◆ **Brano da leggere**:
Più osservo ciò che accade in me, i processi, gli stati, il mutare incessante, più, quando osservo il mio prossimo e ogni essere attorno, prendo atto dell’insondabile mistero che avvolge tutta la realtà.
Vedo i miei e nostri tentativi di capire, comprendere e spiegare, e vedo il fallimento che ne consegue: troppo vasta è la realtà, non solo la mente non è uno strumento adeguato per indagarla, ma nemmeno il sentire lo è, anch’esso contiene un limite, anch’esso è strumento parziale.
C’è un livello più profondo di indagine della realtà ed è quello che utilizza come organo di senso e di comprensione l’amore.
Non il gesto dell’amare, l’amore come condizione ontologica, come corpo costitutivo dell’essere che attraverso i suoi sensi scandaglia la realtà, la penetra e ne riceve un’impressione, comprendendola.
Ci sono momenti in cui seguo l’andamento bizzarro che assumono certe emozioni, il modo in cui vanno ad investire il vivere quotidiano assordante che mi stravolge e mi fa sentire come se fossi cieca, come se tutto si sovrapponesse confusamente e mi rendesse incapace di sentire e discernere. Dimentica di poter tornare al centro e di poter ascoltare in profondità.

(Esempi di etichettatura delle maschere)
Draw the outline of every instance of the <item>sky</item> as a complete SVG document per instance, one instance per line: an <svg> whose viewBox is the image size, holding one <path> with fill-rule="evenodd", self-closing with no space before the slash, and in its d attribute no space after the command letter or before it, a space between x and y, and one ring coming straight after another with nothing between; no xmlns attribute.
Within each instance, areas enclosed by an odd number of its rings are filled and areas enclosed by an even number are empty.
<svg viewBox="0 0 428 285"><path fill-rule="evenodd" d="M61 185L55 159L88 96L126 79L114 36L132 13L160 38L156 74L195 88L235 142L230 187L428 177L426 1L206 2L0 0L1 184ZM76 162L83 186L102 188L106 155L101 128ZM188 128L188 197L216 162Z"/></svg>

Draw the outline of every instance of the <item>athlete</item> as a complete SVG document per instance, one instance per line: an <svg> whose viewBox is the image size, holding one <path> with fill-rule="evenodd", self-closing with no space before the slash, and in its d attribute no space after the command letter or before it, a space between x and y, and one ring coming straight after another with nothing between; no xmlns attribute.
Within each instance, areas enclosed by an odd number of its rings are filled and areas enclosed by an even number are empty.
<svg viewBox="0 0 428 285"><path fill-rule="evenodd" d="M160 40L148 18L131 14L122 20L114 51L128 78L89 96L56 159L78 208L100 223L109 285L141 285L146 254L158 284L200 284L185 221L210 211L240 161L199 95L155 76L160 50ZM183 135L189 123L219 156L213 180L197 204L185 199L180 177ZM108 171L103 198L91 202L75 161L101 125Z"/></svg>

◆ **Compiti assegnati**:
1. Nel brano, che cosa usa come organo di senso e di comprensione il livello più profondo di indagine della realtà?
2. Riscrivi identica la parte del brano che va dalle parole "Vedo i miei" alle parole "di comprensione l’amore.".

◆ **Risposte ai compiti**:
1. L'amore.

2.
Vedo i miei e nostri tentativi di capire, comprendere e spiegare, e vedo il fallimento che ne consegue: troppo vasta è la realtà, non solo la mente non è uno strumento adeguato per indagarla, ma nemmeno il sentire lo è, anch’esso contiene un limite, anch’esso è strumento parziale.
C’è un livello più profondo di indagine della realtà ed è quello che utilizza come organo di senso e di comprensione l’amore.